> _TEXT SHOWN_:
Saturday, 22 February 2014

Day 53: ‘Let girls be girls’

TODAY’S blog follows a visit to the hallowed ground of the East Midlands Designer Outlet this weekend.

When Mark returned Erin’s little push-around car back to the ‘car lot’, he came rushing back to let me know about the latest ‘attack of the baby girl headgear’.

I’ll explain. 

Ever since our first visit to the baby clinic when Erin was a few weeks’ old, Mark and I have noticed there are two camps when it comes to mothers of girls - I’m saying mothers, not to alienate the fathers, but to distance them from what I can imagine had very little to do with them.

There’s the mothers who, like me, will pretty much put their little girls in anything, pink, blue, green or red, and generally opts for sleep suits until they’re old enough to sit up.

Then there’s the mothers who like to make absolutely sure that everyone knows their little girl is definitely a little girl, however many accessories that takes! 

The first baby clinic we went to, there was a girl, around six weeks old I think, cause Erin was the same age. When she was being weighed in her birthday suit, she looked a picture - beautiful.

However, while Erin and the others were dressed in their sleep suits and vests, this little munchkin had more paraphernalia than a float at the Nottinghill Carnival! She was dragged into a frilly pink tutu, a cardigan that appeared to have been made out of a feather boa, sparkly booties and a headband that had a large flower protruding from it, with thin strips of bright pink ribbon cascading from the petals, and spending most of their time flopping into her eyes.

> _REQUIRED WORK_:
(a) Write out everything in the blog post from "I’ll explain." down to "do with them.".
(b) Answer these questions from the blog post, one per line:
(i) Which place did the weekend visit go to?
(ii) What did Mark return to the "car lot"?
(iii) About how old was the girl at the first baby clinic?
The entries that come next are from a different source than the blog post.

> _DATA RECORDS_:
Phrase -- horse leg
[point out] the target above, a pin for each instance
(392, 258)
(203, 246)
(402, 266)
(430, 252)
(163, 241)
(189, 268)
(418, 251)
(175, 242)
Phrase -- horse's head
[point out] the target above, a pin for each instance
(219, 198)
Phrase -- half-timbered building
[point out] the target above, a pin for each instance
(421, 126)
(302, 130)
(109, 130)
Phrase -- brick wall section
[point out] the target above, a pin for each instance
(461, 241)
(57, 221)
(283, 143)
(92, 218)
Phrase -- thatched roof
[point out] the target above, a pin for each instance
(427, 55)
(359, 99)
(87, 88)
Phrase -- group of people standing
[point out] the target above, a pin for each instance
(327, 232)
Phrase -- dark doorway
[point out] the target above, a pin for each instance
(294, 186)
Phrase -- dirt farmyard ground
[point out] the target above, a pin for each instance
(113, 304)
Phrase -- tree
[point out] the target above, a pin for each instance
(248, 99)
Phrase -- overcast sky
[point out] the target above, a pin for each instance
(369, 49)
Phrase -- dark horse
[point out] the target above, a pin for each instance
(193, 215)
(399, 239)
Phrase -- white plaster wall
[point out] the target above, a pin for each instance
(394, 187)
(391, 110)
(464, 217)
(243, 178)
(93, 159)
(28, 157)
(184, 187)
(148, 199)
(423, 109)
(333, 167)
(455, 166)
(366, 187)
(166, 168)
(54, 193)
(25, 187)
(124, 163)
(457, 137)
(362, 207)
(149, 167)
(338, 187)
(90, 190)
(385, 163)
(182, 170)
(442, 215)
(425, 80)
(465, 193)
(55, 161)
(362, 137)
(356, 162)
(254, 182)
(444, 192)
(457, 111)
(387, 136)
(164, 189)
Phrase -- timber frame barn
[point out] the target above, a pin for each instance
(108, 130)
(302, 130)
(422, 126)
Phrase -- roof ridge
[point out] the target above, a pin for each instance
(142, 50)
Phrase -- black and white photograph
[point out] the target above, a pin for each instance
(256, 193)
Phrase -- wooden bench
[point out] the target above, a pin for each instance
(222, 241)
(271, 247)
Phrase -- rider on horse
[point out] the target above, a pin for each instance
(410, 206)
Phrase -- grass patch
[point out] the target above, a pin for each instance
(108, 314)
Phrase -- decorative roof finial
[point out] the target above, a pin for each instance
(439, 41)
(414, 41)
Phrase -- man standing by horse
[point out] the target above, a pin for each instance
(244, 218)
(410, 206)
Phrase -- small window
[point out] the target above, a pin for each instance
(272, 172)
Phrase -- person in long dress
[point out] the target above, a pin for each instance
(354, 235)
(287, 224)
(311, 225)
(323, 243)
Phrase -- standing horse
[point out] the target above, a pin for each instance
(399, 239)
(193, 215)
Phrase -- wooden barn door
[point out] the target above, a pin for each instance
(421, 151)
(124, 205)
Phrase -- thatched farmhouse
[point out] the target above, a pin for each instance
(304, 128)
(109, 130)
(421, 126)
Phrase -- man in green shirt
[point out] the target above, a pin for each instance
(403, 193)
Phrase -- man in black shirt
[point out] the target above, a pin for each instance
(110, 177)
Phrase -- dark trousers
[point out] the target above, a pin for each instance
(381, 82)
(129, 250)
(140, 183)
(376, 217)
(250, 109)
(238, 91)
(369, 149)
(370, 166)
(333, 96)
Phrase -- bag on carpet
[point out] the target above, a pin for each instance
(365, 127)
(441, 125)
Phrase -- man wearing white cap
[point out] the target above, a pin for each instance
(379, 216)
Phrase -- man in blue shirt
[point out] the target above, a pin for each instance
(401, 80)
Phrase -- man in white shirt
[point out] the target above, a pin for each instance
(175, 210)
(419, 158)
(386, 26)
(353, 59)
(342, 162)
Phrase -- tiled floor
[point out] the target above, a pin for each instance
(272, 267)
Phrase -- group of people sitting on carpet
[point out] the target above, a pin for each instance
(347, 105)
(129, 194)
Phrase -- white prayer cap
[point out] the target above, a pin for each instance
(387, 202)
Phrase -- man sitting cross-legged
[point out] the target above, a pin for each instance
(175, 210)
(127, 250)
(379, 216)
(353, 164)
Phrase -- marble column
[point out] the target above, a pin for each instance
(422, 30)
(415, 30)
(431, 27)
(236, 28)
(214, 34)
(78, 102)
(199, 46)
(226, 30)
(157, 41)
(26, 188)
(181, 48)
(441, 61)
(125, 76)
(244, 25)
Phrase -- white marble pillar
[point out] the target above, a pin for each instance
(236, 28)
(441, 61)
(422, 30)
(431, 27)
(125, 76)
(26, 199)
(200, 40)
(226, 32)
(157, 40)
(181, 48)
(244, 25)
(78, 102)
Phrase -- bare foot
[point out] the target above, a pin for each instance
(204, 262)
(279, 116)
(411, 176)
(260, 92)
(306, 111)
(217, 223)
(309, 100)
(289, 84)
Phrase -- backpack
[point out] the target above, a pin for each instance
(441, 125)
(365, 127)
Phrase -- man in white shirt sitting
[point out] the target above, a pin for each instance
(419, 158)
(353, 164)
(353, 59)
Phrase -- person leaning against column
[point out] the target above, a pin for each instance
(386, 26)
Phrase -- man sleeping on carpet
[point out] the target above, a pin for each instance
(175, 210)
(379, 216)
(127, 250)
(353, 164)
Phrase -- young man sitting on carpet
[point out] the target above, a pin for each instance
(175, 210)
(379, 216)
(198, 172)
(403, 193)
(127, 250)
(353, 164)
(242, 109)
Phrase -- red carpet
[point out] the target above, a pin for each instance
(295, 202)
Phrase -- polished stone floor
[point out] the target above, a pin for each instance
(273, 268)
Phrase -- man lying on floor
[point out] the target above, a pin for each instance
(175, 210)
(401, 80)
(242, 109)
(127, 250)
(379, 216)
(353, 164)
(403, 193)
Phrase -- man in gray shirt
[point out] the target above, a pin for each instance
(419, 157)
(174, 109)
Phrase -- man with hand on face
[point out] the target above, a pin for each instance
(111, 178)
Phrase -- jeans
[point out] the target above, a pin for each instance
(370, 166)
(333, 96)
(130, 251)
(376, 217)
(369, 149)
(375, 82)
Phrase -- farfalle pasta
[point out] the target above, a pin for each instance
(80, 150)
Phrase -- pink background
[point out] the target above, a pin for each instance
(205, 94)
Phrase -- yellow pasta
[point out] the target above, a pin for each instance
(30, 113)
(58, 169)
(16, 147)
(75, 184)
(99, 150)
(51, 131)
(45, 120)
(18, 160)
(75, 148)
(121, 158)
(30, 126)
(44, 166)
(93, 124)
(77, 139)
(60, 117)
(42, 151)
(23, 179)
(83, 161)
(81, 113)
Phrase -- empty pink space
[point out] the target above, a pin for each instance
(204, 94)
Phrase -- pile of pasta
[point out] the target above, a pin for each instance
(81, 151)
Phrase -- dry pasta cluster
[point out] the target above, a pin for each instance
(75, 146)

> _SOLVED TASKS_:
(a)
I’ll explain. 

Ever since our first visit to the baby clinic when Erin was a few weeks’ old, Mark and I have noticed there are two camps when it comes to mothers of girls - I’m saying mothers, not to alienate the fathers, but to distance them from what I can imagine had very little to do with them.

(b)
(i) The East Midlands Designer Outlet
(ii) Erin's little push-around car
(iii) Around six weeks old